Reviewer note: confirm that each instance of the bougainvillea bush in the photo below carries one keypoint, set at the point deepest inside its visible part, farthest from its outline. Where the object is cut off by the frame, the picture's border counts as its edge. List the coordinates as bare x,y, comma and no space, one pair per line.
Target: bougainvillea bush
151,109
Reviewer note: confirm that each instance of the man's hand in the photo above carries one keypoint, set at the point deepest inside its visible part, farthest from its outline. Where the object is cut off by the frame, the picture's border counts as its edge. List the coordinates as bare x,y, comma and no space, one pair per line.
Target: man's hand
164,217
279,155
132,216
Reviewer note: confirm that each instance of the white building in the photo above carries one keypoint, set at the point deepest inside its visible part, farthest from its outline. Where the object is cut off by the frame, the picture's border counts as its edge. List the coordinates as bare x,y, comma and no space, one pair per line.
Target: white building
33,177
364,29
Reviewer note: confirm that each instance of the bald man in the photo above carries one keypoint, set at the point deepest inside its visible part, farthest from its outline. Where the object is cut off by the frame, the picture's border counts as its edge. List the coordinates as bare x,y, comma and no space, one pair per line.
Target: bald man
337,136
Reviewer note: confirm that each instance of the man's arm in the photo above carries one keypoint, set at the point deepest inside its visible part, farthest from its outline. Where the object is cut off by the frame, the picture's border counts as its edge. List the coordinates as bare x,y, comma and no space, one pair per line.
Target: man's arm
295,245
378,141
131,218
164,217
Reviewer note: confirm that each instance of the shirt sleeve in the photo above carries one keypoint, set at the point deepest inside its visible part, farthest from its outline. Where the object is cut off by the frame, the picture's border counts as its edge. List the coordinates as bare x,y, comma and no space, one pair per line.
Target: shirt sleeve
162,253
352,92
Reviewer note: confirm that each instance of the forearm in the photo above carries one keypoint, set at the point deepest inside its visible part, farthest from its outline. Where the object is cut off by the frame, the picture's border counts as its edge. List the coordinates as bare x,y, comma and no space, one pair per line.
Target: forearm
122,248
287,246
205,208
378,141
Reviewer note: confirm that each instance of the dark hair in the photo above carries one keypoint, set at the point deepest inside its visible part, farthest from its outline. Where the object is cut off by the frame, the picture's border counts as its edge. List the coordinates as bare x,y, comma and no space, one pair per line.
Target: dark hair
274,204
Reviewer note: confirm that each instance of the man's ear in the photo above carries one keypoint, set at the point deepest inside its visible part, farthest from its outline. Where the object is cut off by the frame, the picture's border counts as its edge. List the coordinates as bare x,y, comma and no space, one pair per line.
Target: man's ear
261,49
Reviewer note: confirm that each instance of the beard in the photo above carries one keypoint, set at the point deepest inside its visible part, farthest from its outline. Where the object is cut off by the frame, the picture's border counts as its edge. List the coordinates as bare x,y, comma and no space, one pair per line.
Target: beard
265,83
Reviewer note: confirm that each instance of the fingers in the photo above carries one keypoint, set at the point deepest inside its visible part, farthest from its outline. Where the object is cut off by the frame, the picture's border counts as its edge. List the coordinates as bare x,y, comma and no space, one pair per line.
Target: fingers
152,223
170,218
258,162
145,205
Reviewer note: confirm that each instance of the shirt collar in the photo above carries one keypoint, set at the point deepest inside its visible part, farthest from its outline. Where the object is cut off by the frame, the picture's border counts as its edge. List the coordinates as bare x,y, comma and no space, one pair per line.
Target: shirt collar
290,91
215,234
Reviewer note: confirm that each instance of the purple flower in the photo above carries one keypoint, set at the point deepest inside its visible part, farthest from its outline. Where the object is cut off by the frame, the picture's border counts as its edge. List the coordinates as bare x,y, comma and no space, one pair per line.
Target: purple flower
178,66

+ + + +

Task details | Repeat exactly the lines above from the line that contains "Reviewer note: confirm that each instance of the fingers" through the end. Include both of these ends; leave out everything else.

Response for this exercise |
Reviewer note: confirm that each instance of the fingers in the photo above carries one keypoint, set at the point deepest inside its visible part, farthest from its outline. Where the object is cut off by the frame, the picture's border counts as its edge. List the coordinates as bare x,y, comma and no space, one pair per line.
Target: fingers
152,223
170,218
258,162
145,205
Reviewer note: confirm that each instance of the shirt collar in the photo above carries one keypoint, set at the point deepest inside its visible part, farthest from its outline. Where the object is cut off by the frame, the picture's border counts as its edge. List the coordinates as bare x,y, comma and no space, one pair per line.
Target: shirt collar
290,91
215,234
Reviewer note: confirm that each instance of the purple flower in the photo above carries one keypoint, set at the point deepest inside its visible part, farthest from its outline. Where the object is cut off by the frame, the picture's border counts as its edge. List the coordinates as bare x,y, comma and no space, one pair per line.
Target: purple flower
178,66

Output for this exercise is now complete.